■ **DATASET CONTENT**
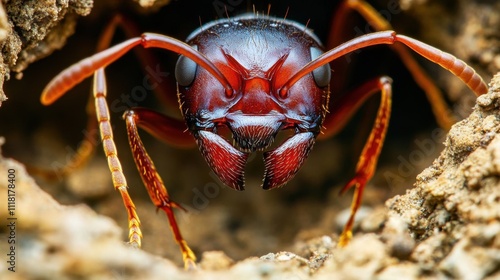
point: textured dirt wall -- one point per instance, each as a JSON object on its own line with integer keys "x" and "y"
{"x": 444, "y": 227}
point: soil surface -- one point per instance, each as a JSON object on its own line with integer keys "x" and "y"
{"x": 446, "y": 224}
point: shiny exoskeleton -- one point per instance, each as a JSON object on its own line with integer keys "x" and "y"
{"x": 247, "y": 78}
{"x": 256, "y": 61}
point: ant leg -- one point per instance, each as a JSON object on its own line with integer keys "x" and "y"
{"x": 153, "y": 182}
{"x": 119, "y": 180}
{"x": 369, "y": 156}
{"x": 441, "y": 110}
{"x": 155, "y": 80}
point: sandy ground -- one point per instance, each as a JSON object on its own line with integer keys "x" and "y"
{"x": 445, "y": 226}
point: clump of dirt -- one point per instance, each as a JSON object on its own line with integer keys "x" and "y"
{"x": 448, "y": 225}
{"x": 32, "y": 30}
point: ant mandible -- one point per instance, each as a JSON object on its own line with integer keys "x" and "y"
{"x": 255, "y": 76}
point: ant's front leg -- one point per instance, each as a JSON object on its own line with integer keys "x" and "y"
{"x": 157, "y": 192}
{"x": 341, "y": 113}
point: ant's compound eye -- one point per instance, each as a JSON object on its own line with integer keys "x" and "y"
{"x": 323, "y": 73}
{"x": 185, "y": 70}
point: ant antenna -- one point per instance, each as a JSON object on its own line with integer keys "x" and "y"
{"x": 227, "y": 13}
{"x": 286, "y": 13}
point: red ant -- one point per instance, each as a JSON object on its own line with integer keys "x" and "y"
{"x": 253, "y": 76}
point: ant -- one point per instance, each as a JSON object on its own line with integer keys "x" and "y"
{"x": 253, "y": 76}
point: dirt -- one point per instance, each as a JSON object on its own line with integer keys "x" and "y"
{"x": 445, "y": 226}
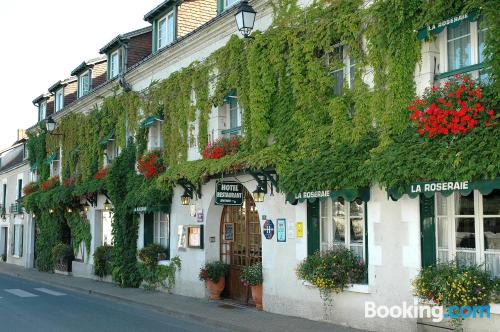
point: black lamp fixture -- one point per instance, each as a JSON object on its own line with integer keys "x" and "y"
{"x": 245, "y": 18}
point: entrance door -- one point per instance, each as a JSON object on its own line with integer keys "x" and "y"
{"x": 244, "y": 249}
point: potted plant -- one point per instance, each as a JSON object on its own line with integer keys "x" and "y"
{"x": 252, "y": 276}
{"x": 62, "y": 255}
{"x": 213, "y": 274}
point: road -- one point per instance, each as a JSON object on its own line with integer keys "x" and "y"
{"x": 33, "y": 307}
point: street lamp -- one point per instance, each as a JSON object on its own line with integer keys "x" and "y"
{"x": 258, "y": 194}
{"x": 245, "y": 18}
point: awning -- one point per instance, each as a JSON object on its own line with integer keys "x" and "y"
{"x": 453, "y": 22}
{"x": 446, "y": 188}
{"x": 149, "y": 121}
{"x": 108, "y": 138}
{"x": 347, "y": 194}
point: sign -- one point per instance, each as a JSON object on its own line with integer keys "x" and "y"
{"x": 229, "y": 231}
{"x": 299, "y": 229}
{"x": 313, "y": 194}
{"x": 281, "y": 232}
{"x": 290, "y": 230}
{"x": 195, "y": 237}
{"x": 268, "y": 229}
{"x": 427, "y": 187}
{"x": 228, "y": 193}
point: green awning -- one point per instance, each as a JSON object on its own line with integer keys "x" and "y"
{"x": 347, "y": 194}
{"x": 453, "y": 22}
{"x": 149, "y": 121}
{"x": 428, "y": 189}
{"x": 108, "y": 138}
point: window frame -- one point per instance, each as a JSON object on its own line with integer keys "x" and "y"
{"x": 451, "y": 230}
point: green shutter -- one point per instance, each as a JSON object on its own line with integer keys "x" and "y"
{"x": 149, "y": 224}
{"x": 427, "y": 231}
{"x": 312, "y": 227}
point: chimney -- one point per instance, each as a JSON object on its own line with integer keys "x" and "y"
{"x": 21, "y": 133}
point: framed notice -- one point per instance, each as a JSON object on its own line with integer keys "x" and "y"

■ **EXERCISE BRIEF**
Give back the material above exactly, without pictures.

■ **OUTPUT BELOW**
point: textured dirt wall -- one point per instance, each as a JSON object on its own line with integer keys "x" and "y"
{"x": 444, "y": 227}
point: soil surface -- one point per instance, each as a JSON object on its own line with integer keys "x" and "y"
{"x": 446, "y": 224}
point: shiny exoskeleton -- one point per instance, each as a JSON object on its own line with integer keys "x" and "y"
{"x": 247, "y": 78}
{"x": 256, "y": 61}
point: ant leg -- one point per instance, each as a JSON object on its own line with integer keys "x" and "y"
{"x": 153, "y": 182}
{"x": 119, "y": 180}
{"x": 369, "y": 156}
{"x": 441, "y": 110}
{"x": 155, "y": 80}
point: sandy ground -- one point per instance, each as a JSON object on its own line with integer keys "x" and "y"
{"x": 445, "y": 226}
point: clump of dirt -- one point per instance, each as a JSON object on its own line with integer keys "x" and "y"
{"x": 448, "y": 225}
{"x": 32, "y": 30}
point: ant mandible -- one point per instance, each as a JSON object on its own line with integer keys "x" and "y"
{"x": 255, "y": 76}
point: ant's front leg -- one point per instance, each as a JSON object on its own line with integer keys "x" and "y"
{"x": 157, "y": 192}
{"x": 341, "y": 113}
point: ant's compound eye -- one point per instance, each as a JSON object on its own line with integer keys "x" and "y"
{"x": 323, "y": 73}
{"x": 185, "y": 70}
point: ant antenna -- one point per instance, each as a JSON object on its own line with integer keys "x" and "y"
{"x": 227, "y": 13}
{"x": 286, "y": 13}
point: red ant -- one point per instance, each as a JSON object on its own line with integer keys "x" and "y"
{"x": 253, "y": 76}
point: ant -- one point per instance, each as a JSON object on its own line with integer keys "x" and "y"
{"x": 253, "y": 76}
point: dirt -- one point per instance, each as a JSON object on its own line with integer keys "x" and "y"
{"x": 445, "y": 226}
point: black lamp fixture -- one point per instance, each as a JSON object on its own line with integer keys "x" and "y"
{"x": 245, "y": 18}
point: entrance door -- one point per instance, each as a JSON object on its own line with integer keys "x" and "y"
{"x": 244, "y": 249}
point: potted plant -- one point per instance, each as a JSON object on its own line with integer keys "x" and "y"
{"x": 252, "y": 276}
{"x": 62, "y": 255}
{"x": 213, "y": 274}
point: road -- one point per instance, each as a JSON object on its own line with integer keys "x" and "y"
{"x": 33, "y": 307}
point: street lamp -- one point per instance, each as a JSON object on its own line with integer keys "x" and "y"
{"x": 258, "y": 194}
{"x": 245, "y": 18}
point: awning -- one point per instance, each as a JSON object on its own line with integer keys "x" and "y"
{"x": 453, "y": 22}
{"x": 446, "y": 188}
{"x": 149, "y": 121}
{"x": 108, "y": 138}
{"x": 347, "y": 194}
point: sign -- one point per instance, each as a JSON object on its own line with integer keys "x" and "y"
{"x": 229, "y": 231}
{"x": 299, "y": 229}
{"x": 313, "y": 194}
{"x": 281, "y": 232}
{"x": 290, "y": 230}
{"x": 195, "y": 237}
{"x": 268, "y": 229}
{"x": 427, "y": 187}
{"x": 228, "y": 193}
point: green awning -- one point per instance, each as a JSON object on its own line with integer keys "x" and "y"
{"x": 347, "y": 194}
{"x": 453, "y": 22}
{"x": 149, "y": 121}
{"x": 428, "y": 189}
{"x": 108, "y": 138}
point: window frame -- one point per instance, each as a JSON object on its own line with integer keys "x" and "y"
{"x": 451, "y": 230}
point: green shutter -- one point per instance, each as a JSON object on its own line with integer keys "x" and "y"
{"x": 149, "y": 224}
{"x": 427, "y": 231}
{"x": 312, "y": 227}
point: chimney -- one point per instance, each as a JSON object on its own line with integer keys "x" and "y"
{"x": 21, "y": 133}
point: framed notice -- one point per instance, each as a JSON object on its own line with integer keys "x" and "y"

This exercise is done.